=== Available records ===
☆ ☆ ☆

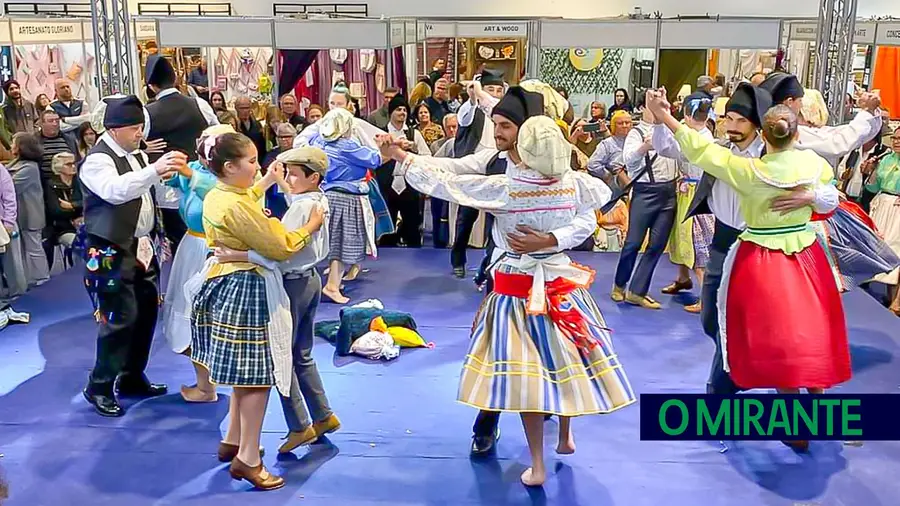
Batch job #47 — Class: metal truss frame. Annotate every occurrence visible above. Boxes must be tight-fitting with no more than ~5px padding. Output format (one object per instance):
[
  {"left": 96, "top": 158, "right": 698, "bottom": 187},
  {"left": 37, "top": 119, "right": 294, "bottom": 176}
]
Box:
[
  {"left": 91, "top": 0, "right": 135, "bottom": 96},
  {"left": 815, "top": 0, "right": 857, "bottom": 124}
]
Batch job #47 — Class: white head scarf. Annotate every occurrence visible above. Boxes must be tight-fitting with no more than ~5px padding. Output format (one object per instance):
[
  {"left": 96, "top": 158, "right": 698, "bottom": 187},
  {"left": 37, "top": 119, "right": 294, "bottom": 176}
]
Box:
[
  {"left": 519, "top": 79, "right": 569, "bottom": 122},
  {"left": 91, "top": 93, "right": 125, "bottom": 135},
  {"left": 319, "top": 108, "right": 353, "bottom": 141},
  {"left": 516, "top": 116, "right": 572, "bottom": 178}
]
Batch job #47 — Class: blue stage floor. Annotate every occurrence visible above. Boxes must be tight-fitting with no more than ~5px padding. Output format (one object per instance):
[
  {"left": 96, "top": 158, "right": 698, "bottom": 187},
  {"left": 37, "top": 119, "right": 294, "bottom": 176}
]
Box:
[{"left": 0, "top": 249, "right": 900, "bottom": 506}]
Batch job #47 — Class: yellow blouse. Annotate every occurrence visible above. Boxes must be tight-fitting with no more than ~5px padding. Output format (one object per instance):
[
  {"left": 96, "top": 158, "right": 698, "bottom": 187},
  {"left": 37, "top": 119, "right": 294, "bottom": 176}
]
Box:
[
  {"left": 675, "top": 125, "right": 834, "bottom": 255},
  {"left": 203, "top": 181, "right": 310, "bottom": 279}
]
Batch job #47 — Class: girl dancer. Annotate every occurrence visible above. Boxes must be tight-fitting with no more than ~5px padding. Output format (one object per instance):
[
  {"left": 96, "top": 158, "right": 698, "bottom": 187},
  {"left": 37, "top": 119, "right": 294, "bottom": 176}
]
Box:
[
  {"left": 647, "top": 89, "right": 851, "bottom": 449},
  {"left": 163, "top": 125, "right": 234, "bottom": 402},
  {"left": 185, "top": 133, "right": 323, "bottom": 490},
  {"left": 311, "top": 108, "right": 381, "bottom": 304},
  {"left": 216, "top": 147, "right": 349, "bottom": 453},
  {"left": 383, "top": 116, "right": 635, "bottom": 486},
  {"left": 866, "top": 128, "right": 900, "bottom": 316}
]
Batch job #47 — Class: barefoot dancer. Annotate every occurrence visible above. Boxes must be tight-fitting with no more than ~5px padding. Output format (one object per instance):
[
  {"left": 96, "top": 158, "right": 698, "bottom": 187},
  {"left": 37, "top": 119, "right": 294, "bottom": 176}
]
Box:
[
  {"left": 648, "top": 90, "right": 851, "bottom": 449},
  {"left": 310, "top": 108, "right": 381, "bottom": 304},
  {"left": 216, "top": 148, "right": 349, "bottom": 453},
  {"left": 383, "top": 116, "right": 635, "bottom": 486},
  {"left": 163, "top": 121, "right": 234, "bottom": 402},
  {"left": 185, "top": 133, "right": 323, "bottom": 490}
]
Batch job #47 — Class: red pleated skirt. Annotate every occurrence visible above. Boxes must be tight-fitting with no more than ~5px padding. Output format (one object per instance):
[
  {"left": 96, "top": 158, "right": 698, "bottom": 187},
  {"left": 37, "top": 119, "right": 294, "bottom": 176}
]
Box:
[{"left": 723, "top": 242, "right": 851, "bottom": 389}]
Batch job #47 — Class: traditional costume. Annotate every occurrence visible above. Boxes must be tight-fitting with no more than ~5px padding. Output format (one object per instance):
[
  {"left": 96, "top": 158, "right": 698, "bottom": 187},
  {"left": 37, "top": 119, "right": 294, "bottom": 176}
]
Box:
[
  {"left": 248, "top": 148, "right": 342, "bottom": 453},
  {"left": 144, "top": 55, "right": 219, "bottom": 253},
  {"left": 449, "top": 68, "right": 506, "bottom": 278},
  {"left": 163, "top": 125, "right": 234, "bottom": 353},
  {"left": 79, "top": 96, "right": 167, "bottom": 416},
  {"left": 398, "top": 86, "right": 597, "bottom": 455},
  {"left": 675, "top": 126, "right": 851, "bottom": 389},
  {"left": 760, "top": 73, "right": 900, "bottom": 290},
  {"left": 403, "top": 116, "right": 636, "bottom": 416},
  {"left": 185, "top": 181, "right": 310, "bottom": 396},
  {"left": 654, "top": 93, "right": 715, "bottom": 280},
  {"left": 684, "top": 83, "right": 836, "bottom": 394},
  {"left": 866, "top": 150, "right": 900, "bottom": 284},
  {"left": 293, "top": 91, "right": 395, "bottom": 257}
]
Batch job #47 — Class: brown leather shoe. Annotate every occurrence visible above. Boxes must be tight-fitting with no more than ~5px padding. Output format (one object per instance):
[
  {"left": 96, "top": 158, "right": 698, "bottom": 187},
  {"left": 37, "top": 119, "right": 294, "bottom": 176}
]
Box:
[
  {"left": 781, "top": 441, "right": 809, "bottom": 452},
  {"left": 313, "top": 414, "right": 341, "bottom": 437},
  {"left": 228, "top": 458, "right": 284, "bottom": 490},
  {"left": 218, "top": 441, "right": 266, "bottom": 463}
]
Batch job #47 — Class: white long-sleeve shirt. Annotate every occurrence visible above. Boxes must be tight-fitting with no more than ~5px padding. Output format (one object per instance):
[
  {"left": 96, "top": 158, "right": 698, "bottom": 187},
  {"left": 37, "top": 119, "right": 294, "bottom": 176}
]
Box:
[
  {"left": 79, "top": 133, "right": 160, "bottom": 237},
  {"left": 398, "top": 150, "right": 597, "bottom": 252},
  {"left": 144, "top": 88, "right": 219, "bottom": 139},
  {"left": 247, "top": 192, "right": 330, "bottom": 276},
  {"left": 622, "top": 121, "right": 678, "bottom": 183},
  {"left": 797, "top": 111, "right": 882, "bottom": 168}
]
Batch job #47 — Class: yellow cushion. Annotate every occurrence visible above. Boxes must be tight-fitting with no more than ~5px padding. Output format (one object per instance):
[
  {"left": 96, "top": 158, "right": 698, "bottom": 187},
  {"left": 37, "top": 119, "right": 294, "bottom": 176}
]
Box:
[
  {"left": 369, "top": 316, "right": 387, "bottom": 332},
  {"left": 387, "top": 327, "right": 428, "bottom": 348}
]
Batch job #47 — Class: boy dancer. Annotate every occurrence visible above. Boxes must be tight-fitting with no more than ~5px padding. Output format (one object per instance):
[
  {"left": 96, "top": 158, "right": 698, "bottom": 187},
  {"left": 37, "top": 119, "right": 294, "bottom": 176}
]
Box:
[{"left": 215, "top": 147, "right": 341, "bottom": 453}]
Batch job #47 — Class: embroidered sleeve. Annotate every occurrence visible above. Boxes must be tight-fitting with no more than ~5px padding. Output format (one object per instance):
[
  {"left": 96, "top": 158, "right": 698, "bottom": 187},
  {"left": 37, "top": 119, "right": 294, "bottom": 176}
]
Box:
[{"left": 406, "top": 157, "right": 509, "bottom": 211}]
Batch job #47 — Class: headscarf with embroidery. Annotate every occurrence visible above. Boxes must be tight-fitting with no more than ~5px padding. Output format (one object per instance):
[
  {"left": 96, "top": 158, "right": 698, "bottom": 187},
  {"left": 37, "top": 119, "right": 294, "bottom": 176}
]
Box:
[
  {"left": 319, "top": 109, "right": 353, "bottom": 142},
  {"left": 609, "top": 109, "right": 631, "bottom": 135},
  {"left": 516, "top": 116, "right": 572, "bottom": 178}
]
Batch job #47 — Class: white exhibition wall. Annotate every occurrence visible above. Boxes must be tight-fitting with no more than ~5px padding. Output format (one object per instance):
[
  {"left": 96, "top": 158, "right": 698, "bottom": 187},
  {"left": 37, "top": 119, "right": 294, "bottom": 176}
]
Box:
[{"left": 4, "top": 0, "right": 900, "bottom": 18}]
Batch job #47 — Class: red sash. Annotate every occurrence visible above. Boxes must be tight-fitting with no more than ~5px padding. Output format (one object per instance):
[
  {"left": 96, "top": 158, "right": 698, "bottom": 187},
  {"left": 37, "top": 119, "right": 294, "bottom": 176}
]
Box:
[{"left": 494, "top": 272, "right": 600, "bottom": 354}]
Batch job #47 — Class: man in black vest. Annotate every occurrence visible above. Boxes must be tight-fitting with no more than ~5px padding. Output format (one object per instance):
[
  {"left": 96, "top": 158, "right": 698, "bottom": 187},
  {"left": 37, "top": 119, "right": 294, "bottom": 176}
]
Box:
[
  {"left": 450, "top": 69, "right": 506, "bottom": 278},
  {"left": 144, "top": 55, "right": 218, "bottom": 252},
  {"left": 79, "top": 96, "right": 187, "bottom": 416},
  {"left": 382, "top": 86, "right": 597, "bottom": 457}
]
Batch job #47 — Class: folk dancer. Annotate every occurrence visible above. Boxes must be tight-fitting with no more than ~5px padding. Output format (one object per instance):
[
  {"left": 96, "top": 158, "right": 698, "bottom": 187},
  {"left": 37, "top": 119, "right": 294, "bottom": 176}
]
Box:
[
  {"left": 393, "top": 114, "right": 636, "bottom": 486},
  {"left": 79, "top": 96, "right": 187, "bottom": 417}
]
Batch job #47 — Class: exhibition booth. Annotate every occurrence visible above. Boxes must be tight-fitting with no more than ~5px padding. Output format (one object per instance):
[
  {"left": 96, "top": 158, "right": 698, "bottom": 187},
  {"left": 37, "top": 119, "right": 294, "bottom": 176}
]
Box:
[{"left": 0, "top": 17, "right": 99, "bottom": 104}]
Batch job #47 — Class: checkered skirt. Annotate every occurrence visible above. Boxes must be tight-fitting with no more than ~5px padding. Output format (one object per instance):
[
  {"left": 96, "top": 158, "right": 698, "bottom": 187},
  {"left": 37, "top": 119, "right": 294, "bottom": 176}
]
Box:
[
  {"left": 457, "top": 265, "right": 637, "bottom": 416},
  {"left": 325, "top": 190, "right": 366, "bottom": 265},
  {"left": 191, "top": 271, "right": 275, "bottom": 387}
]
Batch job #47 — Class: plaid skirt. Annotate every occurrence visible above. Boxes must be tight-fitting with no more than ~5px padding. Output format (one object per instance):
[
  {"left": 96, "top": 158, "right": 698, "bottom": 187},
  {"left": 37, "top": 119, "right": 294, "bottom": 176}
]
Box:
[
  {"left": 325, "top": 190, "right": 366, "bottom": 265},
  {"left": 191, "top": 271, "right": 275, "bottom": 387},
  {"left": 458, "top": 265, "right": 637, "bottom": 416}
]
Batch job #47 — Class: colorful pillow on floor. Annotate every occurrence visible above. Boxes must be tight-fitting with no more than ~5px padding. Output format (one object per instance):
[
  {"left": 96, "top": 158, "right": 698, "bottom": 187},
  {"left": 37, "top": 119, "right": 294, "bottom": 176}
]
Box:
[
  {"left": 315, "top": 307, "right": 416, "bottom": 356},
  {"left": 387, "top": 327, "right": 434, "bottom": 348}
]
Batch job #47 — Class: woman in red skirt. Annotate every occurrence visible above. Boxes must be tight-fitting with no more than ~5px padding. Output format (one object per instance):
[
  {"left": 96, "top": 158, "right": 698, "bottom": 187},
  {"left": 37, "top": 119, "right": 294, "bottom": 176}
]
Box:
[{"left": 647, "top": 90, "right": 851, "bottom": 448}]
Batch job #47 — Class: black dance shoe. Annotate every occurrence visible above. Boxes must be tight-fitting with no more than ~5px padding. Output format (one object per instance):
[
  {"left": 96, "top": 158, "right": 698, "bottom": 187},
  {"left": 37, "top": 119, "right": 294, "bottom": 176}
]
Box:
[
  {"left": 81, "top": 386, "right": 125, "bottom": 418},
  {"left": 118, "top": 376, "right": 169, "bottom": 399},
  {"left": 471, "top": 427, "right": 500, "bottom": 457}
]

☆ ☆ ☆

=== What the exercise asks ===
Pick out every line of the data above that contains the string "exhibition", treating uppercase and lowercase letters as different.

=== Exercise output ===
Batch job #47 — Class: white exhibition wall. Annotate every occurrence visible above. Boxes must be tight-fitting with no more than ~5px padding. Output format (one object per instance):
Batch job #47 — Class: exhibition booth. Annotate every occurrence visible above. Boxes must be tight-fitting with no more than ~5px padding. Output format (one object per instance):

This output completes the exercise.